Work to be completed: From the text about Nicholas Dean Barton, return the passage from "Nicholas Dean Barton" up to and including "and Lisa Barton.", copied word for word.

Source document:

════════════════════

Nicholas Dean Barton (born 12 November 1983) is an American film director, producer, screenwriter, editor, and cinematographer. He has written and directed feature films such as Death Alley, Hyde Park and Wichita. He also has created the series Zoos to You, Greensters, and Queens of Camo.

== Early life and family ==
Barton was born in Great Bend, Kansas on November 12, 1983, to Richard and Lisa Barton.

He was educated at the Kansas State University, where he studied philosophy with an emphasis in analytical philosophy and ethics. At the graduate school, he focused primarily on rhetoric and theatre.

In 2014, Barton moved to Los Angeles County, California, where he worked as a film editor for PopSugar and TV Guide Networks. During that time, he worked on promos for shows like The Biggest Loser, MasterChef, and handled all of their post-production for the food, fitness, beauty, as well as all branded content.

He has lived in Woodland Hills, CA located in the San Fernando Valley just north of Malibu.In 2017, he moved to Texas where he founded his production company and now lives in Bedford, Texas (a suburb of Dallas/Fort Worth).

== Career ==
Barton moved to Wichita, Kansas where, in 2009, he began his career in filmmaking as an associate producer for the Country Music Television series All Jacked Up starring C. Thomas Howell. From there, Barton created Prestigious Films and worked on several music videos and commercials.

As a television producer, he has worked on several television series including Hoarders, Extreme Couponing, Doomsday Preppers, HBO's Boxing After Dark, The Road to the Final Four, The Big Life with Kirstie Alley, My Crazy Obsession.

════════════════════

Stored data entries
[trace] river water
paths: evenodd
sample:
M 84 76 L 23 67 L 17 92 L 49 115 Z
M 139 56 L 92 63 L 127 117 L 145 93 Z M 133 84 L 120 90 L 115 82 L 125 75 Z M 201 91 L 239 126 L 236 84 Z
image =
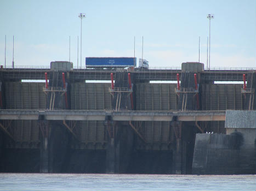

════════════════════

Exercise response:
Nicholas Dean Barton (born 12 November 1983) is an American film director, producer, screenwriter, editor, and cinematographer. He has written and directed feature films such as Death Alley, Hyde Park and Wichita. He also has created the series Zoos to You, Greensters, and Queens of Camo.

== Early life and family ==
Barton was born in Great Bend, Kansas on November 12, 1983, to Richard and Lisa Barton.